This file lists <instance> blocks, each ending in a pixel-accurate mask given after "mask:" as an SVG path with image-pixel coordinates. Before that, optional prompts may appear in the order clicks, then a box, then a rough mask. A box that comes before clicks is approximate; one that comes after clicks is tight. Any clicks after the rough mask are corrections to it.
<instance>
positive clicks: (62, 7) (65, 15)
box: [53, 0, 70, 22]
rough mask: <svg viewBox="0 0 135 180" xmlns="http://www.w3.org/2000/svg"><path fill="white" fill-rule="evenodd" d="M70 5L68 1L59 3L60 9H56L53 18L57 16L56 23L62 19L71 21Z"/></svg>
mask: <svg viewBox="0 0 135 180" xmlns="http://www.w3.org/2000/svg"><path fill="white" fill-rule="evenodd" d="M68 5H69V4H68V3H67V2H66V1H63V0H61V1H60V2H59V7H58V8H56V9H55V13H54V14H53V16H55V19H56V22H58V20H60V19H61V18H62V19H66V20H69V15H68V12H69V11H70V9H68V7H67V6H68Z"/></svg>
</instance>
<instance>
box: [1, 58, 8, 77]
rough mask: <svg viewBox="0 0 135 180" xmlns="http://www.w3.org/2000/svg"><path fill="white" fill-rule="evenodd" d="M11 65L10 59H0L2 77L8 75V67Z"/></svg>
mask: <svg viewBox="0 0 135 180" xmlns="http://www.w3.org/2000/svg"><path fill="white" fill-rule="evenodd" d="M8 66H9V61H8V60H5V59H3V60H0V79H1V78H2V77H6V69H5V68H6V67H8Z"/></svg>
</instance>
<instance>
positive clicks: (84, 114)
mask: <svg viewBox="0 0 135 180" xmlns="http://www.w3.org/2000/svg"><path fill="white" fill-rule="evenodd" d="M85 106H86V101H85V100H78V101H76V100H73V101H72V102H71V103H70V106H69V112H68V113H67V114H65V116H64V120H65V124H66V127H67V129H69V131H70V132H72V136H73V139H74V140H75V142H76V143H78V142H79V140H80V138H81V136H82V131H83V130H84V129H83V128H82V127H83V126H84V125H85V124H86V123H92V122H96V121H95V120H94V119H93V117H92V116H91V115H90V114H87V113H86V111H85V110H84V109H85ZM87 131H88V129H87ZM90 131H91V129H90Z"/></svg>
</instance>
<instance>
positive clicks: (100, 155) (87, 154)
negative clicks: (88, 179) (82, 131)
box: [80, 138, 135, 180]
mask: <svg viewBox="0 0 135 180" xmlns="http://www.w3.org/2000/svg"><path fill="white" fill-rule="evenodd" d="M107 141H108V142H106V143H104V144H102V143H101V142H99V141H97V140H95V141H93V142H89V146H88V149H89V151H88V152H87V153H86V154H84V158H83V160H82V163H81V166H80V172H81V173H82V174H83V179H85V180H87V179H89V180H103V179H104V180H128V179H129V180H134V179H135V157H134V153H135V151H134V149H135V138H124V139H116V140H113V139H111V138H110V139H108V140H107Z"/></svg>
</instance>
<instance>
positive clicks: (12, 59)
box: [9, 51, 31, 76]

○ ○ ○

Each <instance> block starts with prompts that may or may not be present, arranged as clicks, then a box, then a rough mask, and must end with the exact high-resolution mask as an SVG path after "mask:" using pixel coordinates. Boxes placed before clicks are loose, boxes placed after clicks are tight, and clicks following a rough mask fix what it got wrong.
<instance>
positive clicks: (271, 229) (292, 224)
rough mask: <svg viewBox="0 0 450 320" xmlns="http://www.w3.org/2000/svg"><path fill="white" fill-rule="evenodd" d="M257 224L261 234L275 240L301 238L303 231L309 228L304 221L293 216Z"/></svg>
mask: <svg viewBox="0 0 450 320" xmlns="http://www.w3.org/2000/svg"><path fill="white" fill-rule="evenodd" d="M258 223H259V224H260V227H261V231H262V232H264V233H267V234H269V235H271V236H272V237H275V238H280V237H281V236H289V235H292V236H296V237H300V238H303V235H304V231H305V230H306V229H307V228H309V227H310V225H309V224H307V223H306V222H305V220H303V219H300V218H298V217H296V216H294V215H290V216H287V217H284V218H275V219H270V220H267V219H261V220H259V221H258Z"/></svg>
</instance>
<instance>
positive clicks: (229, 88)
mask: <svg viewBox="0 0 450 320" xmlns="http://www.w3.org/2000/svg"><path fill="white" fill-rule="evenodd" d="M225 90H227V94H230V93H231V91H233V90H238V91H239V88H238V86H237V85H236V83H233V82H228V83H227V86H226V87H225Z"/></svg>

○ ○ ○

**INSTRUCTIONS FOR THE TASK:** Copy the part that opens with the line containing "Each <instance> block" and closes with the line containing "positive clicks: (271, 229) (292, 224)", substituting "coarse mask" for "rough mask" and keeping all else the same.

**REPLY:**
Each <instance> block starts with prompts that may or may not be present, arranged as clicks, then a box, then a coarse mask, and must end with the exact high-resolution mask as an SVG path after "mask:" using pixel coordinates. Boxes placed before clicks are loose, boxes placed after clicks are tight, and clicks following a coarse mask fix what it got wrong.
<instance>
positive clicks: (271, 229) (292, 224)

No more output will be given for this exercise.